▸ Set task
Set out, as a numbered list with blank lines omitted, only the lines of the records running from the first line through the line holding "[[74, 138]]", both ends inclusive.

▸ Data section
====
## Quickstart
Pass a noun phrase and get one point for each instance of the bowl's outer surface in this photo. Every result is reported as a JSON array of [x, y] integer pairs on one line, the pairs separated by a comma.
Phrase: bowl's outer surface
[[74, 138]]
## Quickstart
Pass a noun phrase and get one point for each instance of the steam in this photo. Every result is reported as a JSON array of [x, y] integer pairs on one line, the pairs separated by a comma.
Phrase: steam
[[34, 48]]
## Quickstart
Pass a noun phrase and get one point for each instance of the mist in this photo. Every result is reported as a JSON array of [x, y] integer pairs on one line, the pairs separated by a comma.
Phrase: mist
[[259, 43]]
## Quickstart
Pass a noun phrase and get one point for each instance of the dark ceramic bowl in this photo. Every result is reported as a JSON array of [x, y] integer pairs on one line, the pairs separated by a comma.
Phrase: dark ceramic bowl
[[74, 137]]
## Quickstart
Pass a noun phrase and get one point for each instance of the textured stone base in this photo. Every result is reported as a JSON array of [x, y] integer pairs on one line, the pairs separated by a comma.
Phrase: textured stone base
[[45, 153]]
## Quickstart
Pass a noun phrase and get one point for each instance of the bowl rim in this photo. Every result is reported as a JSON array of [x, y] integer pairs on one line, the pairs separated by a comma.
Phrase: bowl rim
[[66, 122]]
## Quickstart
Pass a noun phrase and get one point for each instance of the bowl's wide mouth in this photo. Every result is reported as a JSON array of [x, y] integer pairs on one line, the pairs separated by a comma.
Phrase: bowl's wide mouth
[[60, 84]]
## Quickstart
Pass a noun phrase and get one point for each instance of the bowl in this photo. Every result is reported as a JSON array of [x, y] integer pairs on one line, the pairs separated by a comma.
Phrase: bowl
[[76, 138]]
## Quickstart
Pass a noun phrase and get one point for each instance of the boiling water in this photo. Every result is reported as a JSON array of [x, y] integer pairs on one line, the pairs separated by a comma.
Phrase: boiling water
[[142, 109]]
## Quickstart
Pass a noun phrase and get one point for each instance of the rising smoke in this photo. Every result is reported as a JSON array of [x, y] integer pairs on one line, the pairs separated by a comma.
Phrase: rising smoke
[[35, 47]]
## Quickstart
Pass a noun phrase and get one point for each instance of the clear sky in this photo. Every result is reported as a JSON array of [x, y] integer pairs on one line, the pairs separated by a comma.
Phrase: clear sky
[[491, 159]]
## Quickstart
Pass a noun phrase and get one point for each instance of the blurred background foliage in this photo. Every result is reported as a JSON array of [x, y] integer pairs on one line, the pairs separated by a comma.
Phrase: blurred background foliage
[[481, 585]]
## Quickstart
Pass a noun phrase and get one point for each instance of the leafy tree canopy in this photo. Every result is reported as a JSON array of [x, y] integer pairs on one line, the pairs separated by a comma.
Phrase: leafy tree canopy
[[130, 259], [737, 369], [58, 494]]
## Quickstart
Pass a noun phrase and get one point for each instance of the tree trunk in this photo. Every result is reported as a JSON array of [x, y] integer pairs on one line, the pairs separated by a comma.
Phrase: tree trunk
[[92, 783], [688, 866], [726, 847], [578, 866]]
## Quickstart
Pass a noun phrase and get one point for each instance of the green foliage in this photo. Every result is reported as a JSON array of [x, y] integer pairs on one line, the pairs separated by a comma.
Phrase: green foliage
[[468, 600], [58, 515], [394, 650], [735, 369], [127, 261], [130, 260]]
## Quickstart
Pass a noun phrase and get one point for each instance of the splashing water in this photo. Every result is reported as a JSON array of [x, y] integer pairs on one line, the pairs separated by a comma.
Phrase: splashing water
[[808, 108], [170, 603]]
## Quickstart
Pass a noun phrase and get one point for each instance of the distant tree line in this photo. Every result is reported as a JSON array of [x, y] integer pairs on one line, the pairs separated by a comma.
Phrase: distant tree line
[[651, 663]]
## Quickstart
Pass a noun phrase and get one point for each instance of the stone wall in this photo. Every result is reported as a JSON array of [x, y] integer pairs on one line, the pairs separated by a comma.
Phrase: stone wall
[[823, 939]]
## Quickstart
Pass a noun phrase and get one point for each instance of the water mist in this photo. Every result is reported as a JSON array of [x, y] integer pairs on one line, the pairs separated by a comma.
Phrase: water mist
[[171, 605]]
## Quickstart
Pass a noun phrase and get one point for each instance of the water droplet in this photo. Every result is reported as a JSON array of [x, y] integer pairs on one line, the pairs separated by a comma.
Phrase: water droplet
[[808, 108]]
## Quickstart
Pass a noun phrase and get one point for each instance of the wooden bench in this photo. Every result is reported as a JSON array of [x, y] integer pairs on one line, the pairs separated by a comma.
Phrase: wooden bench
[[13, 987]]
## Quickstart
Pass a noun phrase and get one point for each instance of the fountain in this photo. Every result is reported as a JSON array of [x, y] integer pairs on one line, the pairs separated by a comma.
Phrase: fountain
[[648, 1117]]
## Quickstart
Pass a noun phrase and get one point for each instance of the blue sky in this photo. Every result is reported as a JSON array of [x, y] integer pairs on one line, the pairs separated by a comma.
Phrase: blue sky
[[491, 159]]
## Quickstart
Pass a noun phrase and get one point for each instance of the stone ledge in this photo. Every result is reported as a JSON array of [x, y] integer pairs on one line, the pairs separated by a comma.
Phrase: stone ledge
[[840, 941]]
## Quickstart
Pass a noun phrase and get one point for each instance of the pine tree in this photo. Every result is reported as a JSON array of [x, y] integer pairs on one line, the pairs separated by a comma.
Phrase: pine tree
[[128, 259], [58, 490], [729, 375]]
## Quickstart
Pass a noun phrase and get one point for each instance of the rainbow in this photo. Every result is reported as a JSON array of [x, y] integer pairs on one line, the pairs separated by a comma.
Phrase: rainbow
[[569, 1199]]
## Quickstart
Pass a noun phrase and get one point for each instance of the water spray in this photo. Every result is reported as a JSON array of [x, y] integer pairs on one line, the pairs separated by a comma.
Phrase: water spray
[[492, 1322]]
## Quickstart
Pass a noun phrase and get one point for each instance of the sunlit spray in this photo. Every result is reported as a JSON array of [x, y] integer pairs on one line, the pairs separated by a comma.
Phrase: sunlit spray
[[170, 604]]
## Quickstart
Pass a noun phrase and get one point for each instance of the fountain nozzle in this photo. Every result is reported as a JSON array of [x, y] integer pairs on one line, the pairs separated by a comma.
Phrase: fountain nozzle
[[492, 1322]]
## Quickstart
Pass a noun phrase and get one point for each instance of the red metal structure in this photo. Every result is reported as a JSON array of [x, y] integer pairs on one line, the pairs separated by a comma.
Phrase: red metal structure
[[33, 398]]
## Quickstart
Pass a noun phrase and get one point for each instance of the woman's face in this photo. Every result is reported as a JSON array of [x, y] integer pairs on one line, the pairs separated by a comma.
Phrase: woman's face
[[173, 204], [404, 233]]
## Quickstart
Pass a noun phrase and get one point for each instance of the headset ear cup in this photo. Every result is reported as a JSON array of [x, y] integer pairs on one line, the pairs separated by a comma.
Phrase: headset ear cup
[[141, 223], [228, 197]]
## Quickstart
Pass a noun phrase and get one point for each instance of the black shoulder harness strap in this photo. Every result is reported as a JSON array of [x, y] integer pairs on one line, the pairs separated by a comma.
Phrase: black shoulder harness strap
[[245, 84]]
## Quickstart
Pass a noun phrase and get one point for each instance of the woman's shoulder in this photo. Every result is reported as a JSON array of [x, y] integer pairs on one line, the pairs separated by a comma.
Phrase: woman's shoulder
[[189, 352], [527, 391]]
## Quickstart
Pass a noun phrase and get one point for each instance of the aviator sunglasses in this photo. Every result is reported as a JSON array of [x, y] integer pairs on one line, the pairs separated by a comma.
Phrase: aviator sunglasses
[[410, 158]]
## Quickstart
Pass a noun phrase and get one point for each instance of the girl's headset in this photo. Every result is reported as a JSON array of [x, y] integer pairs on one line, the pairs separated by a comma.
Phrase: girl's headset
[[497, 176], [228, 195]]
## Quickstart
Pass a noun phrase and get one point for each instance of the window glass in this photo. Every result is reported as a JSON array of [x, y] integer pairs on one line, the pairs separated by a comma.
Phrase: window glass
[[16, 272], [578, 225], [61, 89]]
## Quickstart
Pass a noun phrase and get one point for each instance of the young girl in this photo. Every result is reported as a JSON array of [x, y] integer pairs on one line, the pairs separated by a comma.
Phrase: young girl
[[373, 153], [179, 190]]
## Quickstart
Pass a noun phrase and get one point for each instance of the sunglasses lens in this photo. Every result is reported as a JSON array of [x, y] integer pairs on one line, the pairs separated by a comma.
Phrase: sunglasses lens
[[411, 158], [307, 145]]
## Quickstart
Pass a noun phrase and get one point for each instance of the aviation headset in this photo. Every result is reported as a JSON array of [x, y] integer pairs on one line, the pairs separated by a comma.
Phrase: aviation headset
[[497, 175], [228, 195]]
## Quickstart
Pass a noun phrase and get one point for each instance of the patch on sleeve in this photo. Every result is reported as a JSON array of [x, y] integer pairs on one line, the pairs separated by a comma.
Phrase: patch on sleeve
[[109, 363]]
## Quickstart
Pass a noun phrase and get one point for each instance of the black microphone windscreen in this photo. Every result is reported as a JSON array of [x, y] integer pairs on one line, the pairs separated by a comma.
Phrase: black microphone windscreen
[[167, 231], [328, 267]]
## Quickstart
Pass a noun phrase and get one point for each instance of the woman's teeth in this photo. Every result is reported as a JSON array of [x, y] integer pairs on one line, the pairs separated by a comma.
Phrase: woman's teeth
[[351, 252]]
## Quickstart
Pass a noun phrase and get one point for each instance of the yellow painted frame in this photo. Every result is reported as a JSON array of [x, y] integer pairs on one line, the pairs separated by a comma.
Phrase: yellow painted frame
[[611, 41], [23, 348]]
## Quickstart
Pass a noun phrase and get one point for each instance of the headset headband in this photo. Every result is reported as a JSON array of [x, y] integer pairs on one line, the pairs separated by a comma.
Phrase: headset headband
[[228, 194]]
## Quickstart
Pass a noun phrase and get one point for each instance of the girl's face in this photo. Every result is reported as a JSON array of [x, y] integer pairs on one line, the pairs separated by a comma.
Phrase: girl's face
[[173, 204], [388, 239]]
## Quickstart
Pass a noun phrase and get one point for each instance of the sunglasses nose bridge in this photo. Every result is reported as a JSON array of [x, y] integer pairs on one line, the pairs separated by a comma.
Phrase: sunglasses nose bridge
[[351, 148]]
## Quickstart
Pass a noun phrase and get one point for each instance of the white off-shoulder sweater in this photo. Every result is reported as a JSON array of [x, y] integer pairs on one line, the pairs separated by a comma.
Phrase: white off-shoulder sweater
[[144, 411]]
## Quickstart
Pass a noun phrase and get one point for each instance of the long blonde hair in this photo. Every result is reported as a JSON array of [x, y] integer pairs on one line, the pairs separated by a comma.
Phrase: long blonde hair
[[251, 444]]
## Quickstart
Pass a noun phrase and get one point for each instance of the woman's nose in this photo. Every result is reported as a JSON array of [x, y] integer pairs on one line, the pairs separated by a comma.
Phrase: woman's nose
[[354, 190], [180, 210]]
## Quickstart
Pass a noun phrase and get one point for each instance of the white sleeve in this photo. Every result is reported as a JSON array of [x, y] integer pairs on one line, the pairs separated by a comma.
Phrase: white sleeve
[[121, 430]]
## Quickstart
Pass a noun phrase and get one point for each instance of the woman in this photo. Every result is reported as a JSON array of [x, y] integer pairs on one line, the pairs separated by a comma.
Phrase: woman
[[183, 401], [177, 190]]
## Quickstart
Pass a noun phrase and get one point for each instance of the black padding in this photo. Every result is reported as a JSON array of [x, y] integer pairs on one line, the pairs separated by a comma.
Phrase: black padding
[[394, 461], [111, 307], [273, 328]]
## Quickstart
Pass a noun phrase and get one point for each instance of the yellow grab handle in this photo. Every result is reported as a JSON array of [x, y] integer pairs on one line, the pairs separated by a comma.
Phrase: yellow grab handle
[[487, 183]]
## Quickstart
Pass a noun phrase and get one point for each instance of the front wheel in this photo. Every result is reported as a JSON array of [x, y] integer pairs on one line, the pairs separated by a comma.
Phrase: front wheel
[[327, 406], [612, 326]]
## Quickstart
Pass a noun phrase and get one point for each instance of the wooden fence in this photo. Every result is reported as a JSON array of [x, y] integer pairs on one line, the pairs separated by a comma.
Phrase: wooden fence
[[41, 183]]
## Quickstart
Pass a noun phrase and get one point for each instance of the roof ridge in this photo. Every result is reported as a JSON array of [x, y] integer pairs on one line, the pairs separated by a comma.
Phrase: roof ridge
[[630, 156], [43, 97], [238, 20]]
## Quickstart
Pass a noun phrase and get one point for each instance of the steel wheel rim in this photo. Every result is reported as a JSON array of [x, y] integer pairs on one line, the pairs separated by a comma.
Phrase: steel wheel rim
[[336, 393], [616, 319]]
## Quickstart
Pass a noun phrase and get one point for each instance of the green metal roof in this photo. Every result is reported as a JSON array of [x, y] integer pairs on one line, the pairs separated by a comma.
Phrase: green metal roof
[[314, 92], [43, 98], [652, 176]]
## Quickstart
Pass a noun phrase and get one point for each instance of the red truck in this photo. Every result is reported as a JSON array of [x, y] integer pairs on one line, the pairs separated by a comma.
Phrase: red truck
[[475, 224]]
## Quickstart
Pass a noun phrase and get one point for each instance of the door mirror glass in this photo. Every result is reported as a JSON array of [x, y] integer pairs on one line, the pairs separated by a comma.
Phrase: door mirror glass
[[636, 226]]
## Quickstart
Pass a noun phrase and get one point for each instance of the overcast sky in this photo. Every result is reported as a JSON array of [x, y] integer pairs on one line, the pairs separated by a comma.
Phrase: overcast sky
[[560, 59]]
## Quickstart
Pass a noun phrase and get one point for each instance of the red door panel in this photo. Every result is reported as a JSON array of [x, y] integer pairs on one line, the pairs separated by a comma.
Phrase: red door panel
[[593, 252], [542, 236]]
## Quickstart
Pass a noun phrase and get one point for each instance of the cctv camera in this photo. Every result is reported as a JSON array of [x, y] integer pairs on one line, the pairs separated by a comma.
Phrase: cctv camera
====
▸ Task answer
1. ## Quickstart
2. Pass a noun phrase and get one point for each instance of the bowl's outer surface in this photo. Every result is reported as a JSON array of [x, y] integer pairs on one line, the pairs separated by a comma.
3. Phrase: bowl's outer surface
4. [[74, 138]]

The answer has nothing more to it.